Stored data entries
···

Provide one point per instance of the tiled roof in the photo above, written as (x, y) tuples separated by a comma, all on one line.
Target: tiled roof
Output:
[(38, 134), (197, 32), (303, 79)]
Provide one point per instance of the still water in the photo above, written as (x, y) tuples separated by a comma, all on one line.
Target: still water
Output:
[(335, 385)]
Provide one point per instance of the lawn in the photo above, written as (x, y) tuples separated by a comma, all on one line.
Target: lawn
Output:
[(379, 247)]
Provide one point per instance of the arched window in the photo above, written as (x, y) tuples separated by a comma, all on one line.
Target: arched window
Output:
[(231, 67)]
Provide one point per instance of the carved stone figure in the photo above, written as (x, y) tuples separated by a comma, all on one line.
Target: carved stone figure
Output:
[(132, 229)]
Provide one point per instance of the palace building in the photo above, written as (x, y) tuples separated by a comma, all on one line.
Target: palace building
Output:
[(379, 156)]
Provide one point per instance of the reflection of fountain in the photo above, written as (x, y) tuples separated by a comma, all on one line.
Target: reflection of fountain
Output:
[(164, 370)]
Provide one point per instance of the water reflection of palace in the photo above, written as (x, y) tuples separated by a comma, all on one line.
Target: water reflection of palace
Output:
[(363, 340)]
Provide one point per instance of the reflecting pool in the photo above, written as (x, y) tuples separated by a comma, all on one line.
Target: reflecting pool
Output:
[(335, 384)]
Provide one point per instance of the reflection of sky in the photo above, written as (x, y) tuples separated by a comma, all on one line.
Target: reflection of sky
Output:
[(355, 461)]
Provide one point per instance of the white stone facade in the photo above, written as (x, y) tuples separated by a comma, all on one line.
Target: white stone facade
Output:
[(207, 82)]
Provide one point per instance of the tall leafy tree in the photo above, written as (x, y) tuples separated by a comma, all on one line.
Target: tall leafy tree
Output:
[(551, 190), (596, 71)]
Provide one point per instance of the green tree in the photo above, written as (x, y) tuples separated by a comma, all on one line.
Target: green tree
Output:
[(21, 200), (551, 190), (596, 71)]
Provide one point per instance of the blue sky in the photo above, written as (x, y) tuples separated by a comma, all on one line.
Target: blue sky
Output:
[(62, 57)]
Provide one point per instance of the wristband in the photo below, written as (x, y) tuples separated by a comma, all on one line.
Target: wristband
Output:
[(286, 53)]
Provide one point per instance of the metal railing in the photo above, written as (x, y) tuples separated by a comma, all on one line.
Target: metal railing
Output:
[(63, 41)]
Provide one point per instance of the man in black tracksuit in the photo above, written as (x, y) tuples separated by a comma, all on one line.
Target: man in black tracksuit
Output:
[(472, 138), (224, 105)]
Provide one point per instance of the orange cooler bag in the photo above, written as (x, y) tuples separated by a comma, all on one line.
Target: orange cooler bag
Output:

···

TASK OBJECTIVE
Every record must appear in the answer exactly as written.

THE COMPLETED TASK
Provide one point per instance of the tiled roof in the photo above, written as (x, y) tuples separated by a comma, all on one line.
Target: tiled roof
Output:
[(38, 134), (197, 32), (303, 79)]
Provide one point per instance of the still water in the photo above, written as (x, y) tuples separated by a comma, all on one line.
Target: still water
Output:
[(335, 385)]
Provide one point per instance of the lawn in the photo above, written as (x, y) tuples separated by a comma, all on one line.
Target: lawn
Output:
[(379, 247)]
Provide one point per instance of the arched window in the photo above, written as (x, y) tuples separated by a comma, all on one line.
Target: arched window
Output:
[(231, 67)]
Provide one point per instance of the carved stone figure in the photo above, written as (x, y) tuples separated by a comma, all on one line.
Target: carved stone figure
Output:
[(132, 229)]
Provide one point per instance of the palace building in the photo above, written as (x, y) tuples separated by a comma, all on one line.
Target: palace building
Output:
[(379, 156)]
Provide one point per instance of the reflection of fountain in the photo above, written as (x, y) tuples separated by a comma, all on one line.
Target: reflection of fountain
Output:
[(164, 370)]
Provide one point per instance of the water reflection of palace in the photo above, written as (x, y) tuples separated by a comma, all on one line.
Target: water reflection of palace
Output:
[(363, 340)]
Provide one point per instance of the reflecting pool in the photo above, written as (x, y) tuples separated by a comma, all on one line.
Target: reflecting pool
Output:
[(335, 384)]
Provide one point per instance of the reflection of sky in the photo above, written as (x, y) tuples separated by a comma, all on one line.
Target: reflection of sky
Output:
[(355, 461)]
Provide one point per instance of the white stone facade in the photo above, written as (x, y) tuples separated by a comma, all on one line.
Target: white stone facade
Output:
[(207, 82)]
Provide one point per instance of the tall leafy tree in the photo above, written as (x, y) tuples separated by a comma, all on one line.
Target: tall leafy tree
Output:
[(551, 190), (596, 71)]
Provide one point per instance of the green tree in the photo above, written as (x, y) tuples separated by a comma, all on one line.
Target: green tree
Output:
[(21, 200), (551, 190), (596, 71)]
Provide one point per instance of the blue sky in the photo above, written as (x, y) tuples separated by a comma, all on one line.
Target: blue sky
Output:
[(62, 57)]
Provide one point per instance of the wristband in the photo below, written as (x, y) tuples separated by a comma, all on one line.
Target: wristband
Output:
[(286, 53)]
Provide one point per instance of the metal railing in the photo above, written as (x, y) tuples separated by a comma, all on one line.
Target: metal railing
Output:
[(63, 41)]
Provide one point per instance of the man in black tracksuit in the photo above, written as (x, y) tuples separated by a comma, all on one line.
Target: man in black tracksuit
Output:
[(472, 138), (224, 105)]
Provide one point per instance of the orange cooler bag in the photo above, written as (x, y) tuples separated by a comma, all on one line.
Target: orange cooler bag
Output:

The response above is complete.